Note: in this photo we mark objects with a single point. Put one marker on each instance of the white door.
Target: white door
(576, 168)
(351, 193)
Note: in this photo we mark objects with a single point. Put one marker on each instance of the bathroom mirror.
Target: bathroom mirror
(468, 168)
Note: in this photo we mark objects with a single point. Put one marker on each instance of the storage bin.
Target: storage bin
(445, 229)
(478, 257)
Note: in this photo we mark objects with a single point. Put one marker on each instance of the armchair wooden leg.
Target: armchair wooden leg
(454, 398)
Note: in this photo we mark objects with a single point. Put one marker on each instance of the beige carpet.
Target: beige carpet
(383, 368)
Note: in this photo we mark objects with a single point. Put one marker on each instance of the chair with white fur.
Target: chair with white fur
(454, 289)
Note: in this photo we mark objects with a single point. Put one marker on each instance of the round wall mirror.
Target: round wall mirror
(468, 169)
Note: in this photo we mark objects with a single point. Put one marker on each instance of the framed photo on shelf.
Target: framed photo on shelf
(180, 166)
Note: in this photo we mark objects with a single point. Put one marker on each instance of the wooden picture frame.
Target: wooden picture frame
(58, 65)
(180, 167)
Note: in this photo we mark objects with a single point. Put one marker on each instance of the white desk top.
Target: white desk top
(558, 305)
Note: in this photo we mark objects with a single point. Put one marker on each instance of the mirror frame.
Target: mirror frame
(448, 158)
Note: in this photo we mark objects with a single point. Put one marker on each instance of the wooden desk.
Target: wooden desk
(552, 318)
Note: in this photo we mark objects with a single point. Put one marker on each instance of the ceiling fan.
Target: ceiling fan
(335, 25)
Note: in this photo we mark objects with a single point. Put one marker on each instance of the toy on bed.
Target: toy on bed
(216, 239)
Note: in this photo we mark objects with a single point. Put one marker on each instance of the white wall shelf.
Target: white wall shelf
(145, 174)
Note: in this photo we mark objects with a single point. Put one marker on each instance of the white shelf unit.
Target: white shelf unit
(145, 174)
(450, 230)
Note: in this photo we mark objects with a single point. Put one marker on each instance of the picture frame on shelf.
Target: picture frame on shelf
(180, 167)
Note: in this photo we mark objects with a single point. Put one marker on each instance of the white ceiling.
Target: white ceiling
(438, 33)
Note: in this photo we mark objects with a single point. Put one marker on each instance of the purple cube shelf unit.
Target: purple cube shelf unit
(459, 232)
========================================
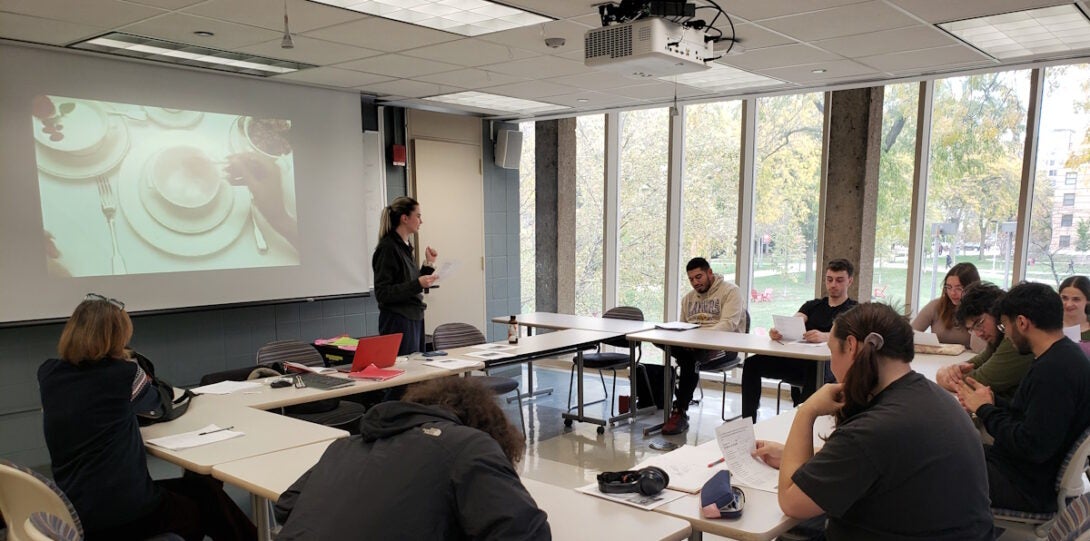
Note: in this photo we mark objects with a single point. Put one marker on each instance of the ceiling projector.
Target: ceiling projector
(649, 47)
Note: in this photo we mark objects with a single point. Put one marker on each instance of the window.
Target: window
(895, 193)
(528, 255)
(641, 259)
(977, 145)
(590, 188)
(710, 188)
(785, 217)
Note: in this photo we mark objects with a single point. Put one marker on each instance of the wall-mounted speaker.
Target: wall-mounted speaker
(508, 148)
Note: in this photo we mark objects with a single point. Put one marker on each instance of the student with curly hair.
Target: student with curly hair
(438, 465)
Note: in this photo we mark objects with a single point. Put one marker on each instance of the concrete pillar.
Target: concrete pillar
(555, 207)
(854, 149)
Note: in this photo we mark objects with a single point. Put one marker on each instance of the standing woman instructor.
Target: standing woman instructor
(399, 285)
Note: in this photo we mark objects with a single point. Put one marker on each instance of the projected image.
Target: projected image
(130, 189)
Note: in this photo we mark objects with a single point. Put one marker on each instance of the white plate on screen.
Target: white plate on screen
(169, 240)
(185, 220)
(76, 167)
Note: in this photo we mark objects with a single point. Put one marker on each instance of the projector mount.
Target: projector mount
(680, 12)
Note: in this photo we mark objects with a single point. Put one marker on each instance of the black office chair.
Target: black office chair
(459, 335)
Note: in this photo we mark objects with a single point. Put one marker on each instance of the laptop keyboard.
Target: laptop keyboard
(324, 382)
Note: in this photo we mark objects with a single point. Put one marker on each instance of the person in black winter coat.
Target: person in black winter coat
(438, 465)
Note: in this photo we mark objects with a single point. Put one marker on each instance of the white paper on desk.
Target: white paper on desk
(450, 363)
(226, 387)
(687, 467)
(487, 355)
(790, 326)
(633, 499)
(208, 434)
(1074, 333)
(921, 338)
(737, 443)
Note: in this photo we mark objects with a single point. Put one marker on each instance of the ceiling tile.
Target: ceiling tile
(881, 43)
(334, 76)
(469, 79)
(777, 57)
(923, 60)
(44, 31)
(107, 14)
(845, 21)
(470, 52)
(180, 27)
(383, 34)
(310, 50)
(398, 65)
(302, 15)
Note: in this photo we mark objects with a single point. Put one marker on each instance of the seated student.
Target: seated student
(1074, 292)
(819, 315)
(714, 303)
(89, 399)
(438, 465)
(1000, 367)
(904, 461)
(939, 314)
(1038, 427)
========================================
◆ Objective ◆
Please print the items again unchanged, starting with the line that contains "plate on screen." and going on through the line that contains "(1038, 427)", with both of those lines included.

◆ Final answer ◆
Note: in this photo we mark objects with a single point. Put one marker on each instance of the white plate on screen.
Target: white plate on screen
(169, 240)
(185, 220)
(76, 167)
Note: in this photo we mark objects with a single point. Put one marker on each instance of the projector mount.
Target: projector mount
(680, 12)
Note: in this photo we mark objects with a single point. Put one marker on each instance of the black office chair.
Target: black office chair
(459, 335)
Note: in this photo we mark objects with a single point. Put one marker on each instance of the laptop keyboard.
Target: laptop keyboard
(324, 382)
Note: in this photo we mark objects with a single point. Put one marker on each instance of the person in black winter coat.
Target: person in black winter coat
(438, 465)
Note: in this photo we mark objects with a single point. Put one marker on each instance of the white paper on desk.
Target: white paper on desk
(450, 363)
(226, 387)
(687, 467)
(487, 355)
(790, 326)
(633, 499)
(208, 434)
(1074, 333)
(921, 338)
(737, 443)
Note: in this photo we mark objects with a single point. Put one marker on each instance of the ceiling tile.
Target: ceiling tile
(881, 43)
(334, 76)
(469, 79)
(777, 57)
(923, 60)
(44, 31)
(107, 14)
(845, 21)
(470, 52)
(180, 27)
(383, 34)
(310, 50)
(398, 65)
(302, 15)
Note: in this photo we mark objects with a single point. Put one marker on each instance of the seated student.
Target: seated student
(1074, 292)
(819, 315)
(714, 303)
(89, 399)
(438, 465)
(1000, 367)
(904, 461)
(939, 314)
(1038, 427)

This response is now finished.